→ **TASKS AND EXERCISES**
A – List each publication cited by author and year in the blind gudgeons text below, naming each one only once.
B – According to the blind gudgeons text below, which gudgeon is listed as threatened under the EPBC Act 1999?

SOURCE DOCUMENT START

Blind Gudgeons

GES milyaringa veritas copy

Western Australia has either two or three blind cave gudgeons: Milyeringa brooksi from Cape Range (Chakrabarty 2010), M. justitia from Barrow Island (Larson et al. 2013) and M. veritas also from Cape Range (Humphreys 2001). Larson et al. (2013) reported the allozyme analysis of Humphreys and Adams (1991) and Adams and Humphreys (1993) of the two potential Cape Range ‘species’ were consistent with a single species, so they suggested that M. veritas and M. brooksi are synonymous, and the oldest name stands, indicating there are only two species: M. veritas and M. justitia.

Milyeringa veritas and M. justitia are listed as Schedule 3 species (Fauna that are rare or are likely to become extinct as vulnerable fauna) but only M. veritas is listed as a threatened (i.e. vulnerable) species under the EPBC Act 1999.

SOURCE DOCUMENT END
ENTRIES PROVIDED START

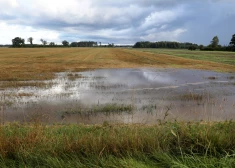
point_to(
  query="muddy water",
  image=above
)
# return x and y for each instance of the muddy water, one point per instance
(124, 96)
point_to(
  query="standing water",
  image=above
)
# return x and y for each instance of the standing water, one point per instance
(123, 96)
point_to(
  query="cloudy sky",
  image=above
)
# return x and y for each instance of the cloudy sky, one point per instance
(117, 21)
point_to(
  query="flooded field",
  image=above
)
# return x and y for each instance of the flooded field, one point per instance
(121, 96)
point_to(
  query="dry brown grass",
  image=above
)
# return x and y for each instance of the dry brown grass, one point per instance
(41, 63)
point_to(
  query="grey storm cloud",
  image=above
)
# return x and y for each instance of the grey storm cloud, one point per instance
(118, 21)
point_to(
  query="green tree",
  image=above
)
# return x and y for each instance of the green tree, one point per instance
(44, 42)
(215, 42)
(30, 40)
(17, 42)
(65, 43)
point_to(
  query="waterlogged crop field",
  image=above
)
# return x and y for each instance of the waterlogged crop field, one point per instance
(39, 64)
(96, 85)
(114, 107)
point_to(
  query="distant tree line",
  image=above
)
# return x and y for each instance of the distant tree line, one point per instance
(18, 42)
(164, 44)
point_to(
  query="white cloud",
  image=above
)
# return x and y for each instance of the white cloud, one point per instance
(164, 35)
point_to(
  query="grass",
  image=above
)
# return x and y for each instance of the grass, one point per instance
(212, 56)
(167, 145)
(184, 144)
(42, 63)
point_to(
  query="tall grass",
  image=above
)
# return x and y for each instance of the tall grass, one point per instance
(167, 145)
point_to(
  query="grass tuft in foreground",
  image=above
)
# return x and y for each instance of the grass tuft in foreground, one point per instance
(167, 145)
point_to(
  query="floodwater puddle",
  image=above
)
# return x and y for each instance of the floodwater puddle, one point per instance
(122, 96)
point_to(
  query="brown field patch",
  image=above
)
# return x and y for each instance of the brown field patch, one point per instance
(42, 63)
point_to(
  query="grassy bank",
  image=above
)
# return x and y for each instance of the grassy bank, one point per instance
(41, 63)
(213, 56)
(166, 145)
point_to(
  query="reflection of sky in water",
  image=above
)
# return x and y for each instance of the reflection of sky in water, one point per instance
(120, 86)
(95, 83)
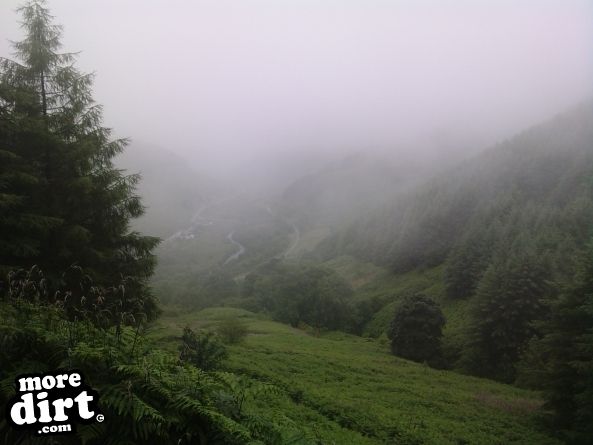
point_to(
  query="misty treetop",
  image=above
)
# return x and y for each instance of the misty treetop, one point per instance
(62, 199)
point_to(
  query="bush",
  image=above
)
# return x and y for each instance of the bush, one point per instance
(232, 330)
(204, 350)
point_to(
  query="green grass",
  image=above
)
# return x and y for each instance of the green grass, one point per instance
(342, 389)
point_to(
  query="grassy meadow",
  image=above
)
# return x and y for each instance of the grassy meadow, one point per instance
(343, 389)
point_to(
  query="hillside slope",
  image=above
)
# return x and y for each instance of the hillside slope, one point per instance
(341, 389)
(537, 182)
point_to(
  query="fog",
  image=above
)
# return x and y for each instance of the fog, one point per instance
(232, 85)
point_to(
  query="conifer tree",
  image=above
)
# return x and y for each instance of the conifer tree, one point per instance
(509, 298)
(62, 199)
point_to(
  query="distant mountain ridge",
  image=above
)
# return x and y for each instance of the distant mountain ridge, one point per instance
(536, 185)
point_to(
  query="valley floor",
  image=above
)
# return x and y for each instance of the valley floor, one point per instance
(343, 389)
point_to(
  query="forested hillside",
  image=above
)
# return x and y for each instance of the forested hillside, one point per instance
(298, 297)
(533, 189)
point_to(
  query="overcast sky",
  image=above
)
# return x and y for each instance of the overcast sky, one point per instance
(236, 79)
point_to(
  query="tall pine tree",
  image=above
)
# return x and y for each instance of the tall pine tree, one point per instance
(566, 350)
(62, 201)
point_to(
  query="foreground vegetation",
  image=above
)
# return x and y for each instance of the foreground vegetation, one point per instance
(340, 388)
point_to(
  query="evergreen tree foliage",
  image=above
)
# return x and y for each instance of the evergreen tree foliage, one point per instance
(63, 201)
(315, 296)
(510, 297)
(566, 354)
(416, 330)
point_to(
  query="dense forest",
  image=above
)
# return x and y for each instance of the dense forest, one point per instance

ENTRIES PROVIDED END

→ **LIST OF SOLUTIONS**
A –
Chakrabarty 2010
Larson et al. 2013
Humphreys 2001
Humphreys and Adams 1991
Adams and Humphreys 1993

B – Only Milyeringa veritas, which is listed as vulnerable.